## To be done
Locate the line that contains "# test: for every instance of the pink". Print it and each following line through the end of the listing, verbatim, and nothing more.

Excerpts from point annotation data
::::::::

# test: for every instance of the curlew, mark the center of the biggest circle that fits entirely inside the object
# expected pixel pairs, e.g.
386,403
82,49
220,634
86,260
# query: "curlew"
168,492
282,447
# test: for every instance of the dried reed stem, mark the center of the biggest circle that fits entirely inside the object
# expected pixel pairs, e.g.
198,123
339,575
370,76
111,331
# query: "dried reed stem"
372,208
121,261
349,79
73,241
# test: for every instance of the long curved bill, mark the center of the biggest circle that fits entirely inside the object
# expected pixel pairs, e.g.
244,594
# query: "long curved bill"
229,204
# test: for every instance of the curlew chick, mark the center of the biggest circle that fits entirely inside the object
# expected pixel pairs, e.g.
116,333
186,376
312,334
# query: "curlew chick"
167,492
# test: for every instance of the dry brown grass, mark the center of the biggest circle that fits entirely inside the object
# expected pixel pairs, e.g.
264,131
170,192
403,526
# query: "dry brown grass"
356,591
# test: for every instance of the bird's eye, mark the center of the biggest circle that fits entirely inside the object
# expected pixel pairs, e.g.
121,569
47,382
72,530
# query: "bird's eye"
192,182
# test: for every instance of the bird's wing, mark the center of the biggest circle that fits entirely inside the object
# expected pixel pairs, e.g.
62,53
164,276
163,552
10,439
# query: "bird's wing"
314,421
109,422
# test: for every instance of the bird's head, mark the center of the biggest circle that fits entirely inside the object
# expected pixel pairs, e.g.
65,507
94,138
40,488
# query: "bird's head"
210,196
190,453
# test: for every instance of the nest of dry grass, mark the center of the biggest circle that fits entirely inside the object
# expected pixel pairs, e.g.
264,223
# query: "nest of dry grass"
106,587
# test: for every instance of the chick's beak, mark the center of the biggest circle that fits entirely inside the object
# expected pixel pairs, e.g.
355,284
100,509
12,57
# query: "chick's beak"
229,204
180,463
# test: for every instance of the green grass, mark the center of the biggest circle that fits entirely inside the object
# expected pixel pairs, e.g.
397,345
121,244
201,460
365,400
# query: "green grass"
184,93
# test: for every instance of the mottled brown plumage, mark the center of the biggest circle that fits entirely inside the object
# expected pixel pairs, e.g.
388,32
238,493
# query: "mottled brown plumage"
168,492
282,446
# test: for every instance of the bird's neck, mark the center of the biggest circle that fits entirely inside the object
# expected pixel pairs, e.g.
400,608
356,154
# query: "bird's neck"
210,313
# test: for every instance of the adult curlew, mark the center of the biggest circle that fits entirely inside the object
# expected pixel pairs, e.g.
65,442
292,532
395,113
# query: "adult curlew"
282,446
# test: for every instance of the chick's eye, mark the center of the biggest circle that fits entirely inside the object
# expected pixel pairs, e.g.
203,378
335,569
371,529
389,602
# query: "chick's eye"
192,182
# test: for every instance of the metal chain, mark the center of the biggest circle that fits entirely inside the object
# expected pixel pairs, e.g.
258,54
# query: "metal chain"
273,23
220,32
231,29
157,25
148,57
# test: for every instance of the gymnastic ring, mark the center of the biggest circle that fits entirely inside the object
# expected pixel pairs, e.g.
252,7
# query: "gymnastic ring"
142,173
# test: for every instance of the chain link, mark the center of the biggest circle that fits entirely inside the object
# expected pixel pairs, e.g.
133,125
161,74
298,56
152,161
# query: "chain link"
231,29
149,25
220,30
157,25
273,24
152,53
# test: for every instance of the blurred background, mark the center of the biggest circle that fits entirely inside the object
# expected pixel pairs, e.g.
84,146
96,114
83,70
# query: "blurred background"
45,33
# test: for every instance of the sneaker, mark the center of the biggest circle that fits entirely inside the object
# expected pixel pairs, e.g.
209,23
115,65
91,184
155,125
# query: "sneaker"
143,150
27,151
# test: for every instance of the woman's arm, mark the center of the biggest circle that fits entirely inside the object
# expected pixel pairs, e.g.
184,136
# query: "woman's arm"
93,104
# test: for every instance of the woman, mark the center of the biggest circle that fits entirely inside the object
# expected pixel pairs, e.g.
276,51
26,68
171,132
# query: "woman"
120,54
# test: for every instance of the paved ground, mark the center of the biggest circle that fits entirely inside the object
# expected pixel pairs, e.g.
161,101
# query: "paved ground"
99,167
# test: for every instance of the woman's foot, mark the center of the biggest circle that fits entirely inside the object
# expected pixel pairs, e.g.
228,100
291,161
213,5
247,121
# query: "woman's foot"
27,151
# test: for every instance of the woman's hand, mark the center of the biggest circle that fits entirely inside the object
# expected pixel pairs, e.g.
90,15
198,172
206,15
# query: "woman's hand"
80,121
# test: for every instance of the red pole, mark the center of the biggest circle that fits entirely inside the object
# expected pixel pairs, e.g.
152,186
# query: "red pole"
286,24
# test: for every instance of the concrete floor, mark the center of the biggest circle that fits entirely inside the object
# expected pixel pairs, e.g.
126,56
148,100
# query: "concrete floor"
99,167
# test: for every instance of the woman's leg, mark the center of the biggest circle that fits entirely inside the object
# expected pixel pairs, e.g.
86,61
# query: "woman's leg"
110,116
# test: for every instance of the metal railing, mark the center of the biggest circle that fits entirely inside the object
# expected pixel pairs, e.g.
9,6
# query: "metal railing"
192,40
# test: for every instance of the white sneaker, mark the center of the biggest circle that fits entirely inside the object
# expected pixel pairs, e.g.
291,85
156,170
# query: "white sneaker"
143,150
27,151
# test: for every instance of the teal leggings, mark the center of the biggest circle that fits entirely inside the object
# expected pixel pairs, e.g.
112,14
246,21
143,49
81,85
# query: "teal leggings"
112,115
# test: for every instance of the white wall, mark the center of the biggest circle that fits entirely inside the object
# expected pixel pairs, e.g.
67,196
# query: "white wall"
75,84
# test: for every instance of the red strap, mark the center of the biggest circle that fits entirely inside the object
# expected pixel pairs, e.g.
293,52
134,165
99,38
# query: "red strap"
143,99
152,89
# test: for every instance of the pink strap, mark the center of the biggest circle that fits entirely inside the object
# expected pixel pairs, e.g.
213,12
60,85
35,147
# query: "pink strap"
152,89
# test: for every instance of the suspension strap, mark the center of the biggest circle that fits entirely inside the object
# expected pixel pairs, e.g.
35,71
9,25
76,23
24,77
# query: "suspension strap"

::::::::

## Expected answer
# test: for every instance of the pink strap, mark the center of the biggest circle that fits entirely inside the object
# expected pixel pairs, e.g.
213,12
60,85
35,147
# query: "pink strap"
152,89
# test: for every instance of the suspension strap, mark the center of the biggest circle that fits entirely inside the object
# expected pixel pairs, e.g.
35,71
9,25
76,23
24,77
# query: "suspension strap"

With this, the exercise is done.